Records for this task —
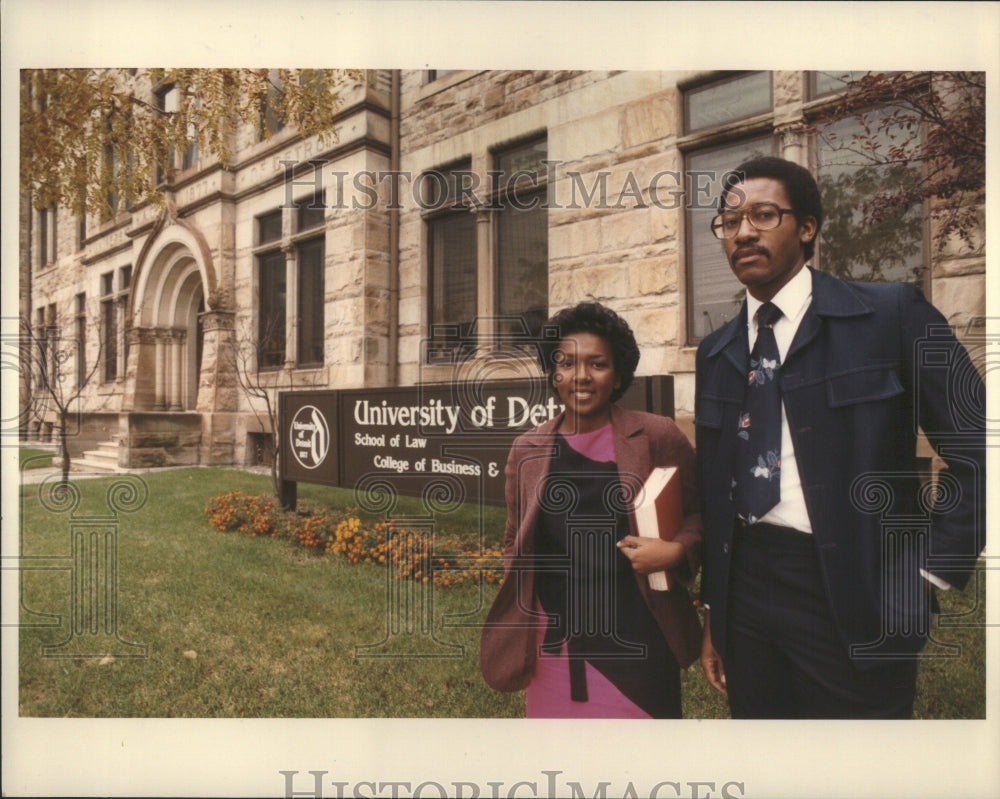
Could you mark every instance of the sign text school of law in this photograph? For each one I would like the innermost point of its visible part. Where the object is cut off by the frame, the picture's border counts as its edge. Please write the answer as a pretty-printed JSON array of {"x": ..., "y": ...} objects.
[{"x": 451, "y": 438}]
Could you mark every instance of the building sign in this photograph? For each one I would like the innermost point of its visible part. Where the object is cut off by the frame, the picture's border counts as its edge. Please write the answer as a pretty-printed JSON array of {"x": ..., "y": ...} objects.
[
  {"x": 309, "y": 437},
  {"x": 451, "y": 440}
]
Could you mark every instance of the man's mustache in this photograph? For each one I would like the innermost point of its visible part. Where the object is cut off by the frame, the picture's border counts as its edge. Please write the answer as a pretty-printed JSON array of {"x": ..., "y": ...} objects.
[{"x": 750, "y": 249}]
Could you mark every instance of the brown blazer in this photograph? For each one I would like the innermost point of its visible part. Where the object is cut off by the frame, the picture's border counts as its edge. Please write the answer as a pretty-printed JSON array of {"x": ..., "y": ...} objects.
[{"x": 642, "y": 441}]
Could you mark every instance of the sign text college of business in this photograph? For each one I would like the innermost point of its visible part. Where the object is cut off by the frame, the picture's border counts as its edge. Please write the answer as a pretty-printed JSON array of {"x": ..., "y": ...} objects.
[{"x": 454, "y": 437}]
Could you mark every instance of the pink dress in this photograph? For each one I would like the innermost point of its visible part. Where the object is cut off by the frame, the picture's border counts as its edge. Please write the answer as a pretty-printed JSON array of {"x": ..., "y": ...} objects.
[{"x": 630, "y": 672}]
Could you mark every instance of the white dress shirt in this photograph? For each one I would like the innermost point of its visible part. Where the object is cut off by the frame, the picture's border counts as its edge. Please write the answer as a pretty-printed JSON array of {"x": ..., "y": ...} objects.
[{"x": 793, "y": 299}]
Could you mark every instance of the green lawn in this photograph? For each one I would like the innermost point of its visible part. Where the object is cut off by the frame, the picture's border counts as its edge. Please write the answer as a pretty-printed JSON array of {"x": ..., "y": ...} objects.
[{"x": 214, "y": 624}]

Work order —
Only the pictures are to be omitted; restate everything else above exactly.

Solution for this problem —
Could you mark every instance of the sign text school of law in this photograph? For each one I would like the innermost point of its visible part. Where the object is cut off by the frame, the picture's border counts as its edge. Please write the answer as a pretty-printed JSON array of {"x": ..., "y": ...} objects.
[{"x": 451, "y": 438}]
Could you mark every instance of the building sign in this photograph? For each one I would like the innermost point of its visible part. Where the object is cut off by the frame, the picture's border counts as its edge. Please write the answer as a pretty-printed JSON array of {"x": ..., "y": ...} objects.
[
  {"x": 309, "y": 437},
  {"x": 451, "y": 440}
]
Could you mark every instance of the man's mustache in this photograph? For each one I would like the innermost point of its visible part. Where the object is cut off by the frame, the picture's border counts as its edge. Please write the answer as a pretty-printed JSON array of {"x": ..., "y": ...} objects.
[{"x": 750, "y": 249}]
Could you mark every instance of the brown blazer in this photograph? For each one I would like the innermost point of its visible part. Where the object is cut off by the frame, the picture's border counts as its edge. Please write the answer as a pretty-printed JSON array of {"x": ..., "y": ...} objects.
[{"x": 642, "y": 441}]
Could you mark every instance of the sign text college of business in this photograph? For each one I would like the innermost point of its visible part. Where the object is cut off by the frame, the picture's border counts as its edge. Please write the answer as a pretty-printed JSON array of {"x": ..., "y": ...} objects.
[{"x": 454, "y": 437}]
Could you mark every instance of the pink dress in this photograph? For each one I would like the innermost point of its visible part. Where the object is cut off by the frame, the picture's border counts as its edge. Please write the answer as a pretty-printed JSON array of {"x": ..., "y": ...} objects.
[{"x": 630, "y": 672}]
Could you mark every instance of the white dress shirt in this photograph? For each one I would like the innermost point of its visible part. Where the object is cut off by the frame, the picture's border counts as its edge. Please write the answer as a pretty-printed JSON array of {"x": ..., "y": ...} objects.
[{"x": 793, "y": 299}]
Could you mark every instance of the green lawn in this photograph? For each one I would like the innermost point of its visible part. Where the object is cut off by the frame, the picture's border counts as its edge. Please write the answer as a pretty-printed JSON array of {"x": ..., "y": ...} objects.
[{"x": 214, "y": 624}]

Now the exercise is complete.